What is required = Gather every line of the data below that contains the string "downrod", and copy each one unchanged. Case matters in the match.

Dataset rows =
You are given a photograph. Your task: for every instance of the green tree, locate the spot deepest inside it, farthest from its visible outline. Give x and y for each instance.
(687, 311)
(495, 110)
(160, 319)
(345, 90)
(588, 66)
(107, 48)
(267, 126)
==
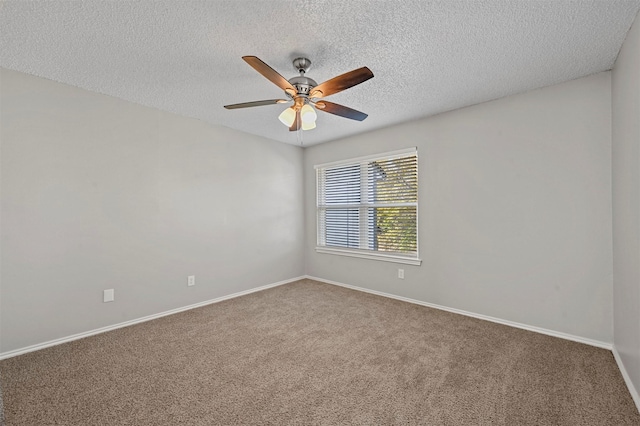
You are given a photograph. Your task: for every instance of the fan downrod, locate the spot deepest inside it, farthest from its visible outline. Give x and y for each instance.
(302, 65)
* * *
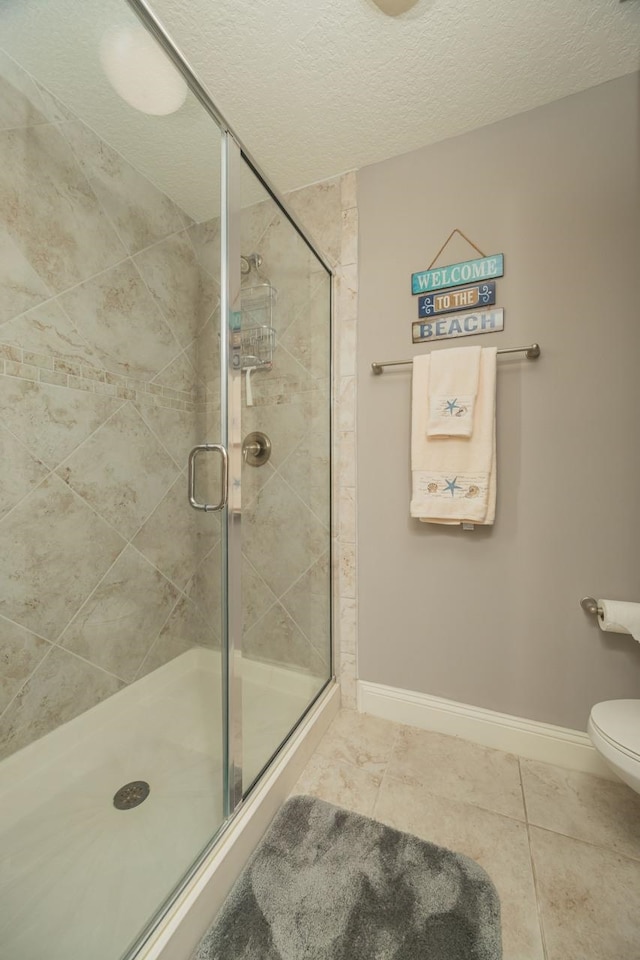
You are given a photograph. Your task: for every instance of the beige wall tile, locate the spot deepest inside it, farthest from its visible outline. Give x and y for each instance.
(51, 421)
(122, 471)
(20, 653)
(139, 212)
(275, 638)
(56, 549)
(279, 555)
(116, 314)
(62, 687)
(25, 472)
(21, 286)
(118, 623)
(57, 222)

Task result =
You are given a photograph. Your task: for every instance of the fan downrod, locate the spot deepest inside it, farthest from its visible outline. Give x and y for each instance.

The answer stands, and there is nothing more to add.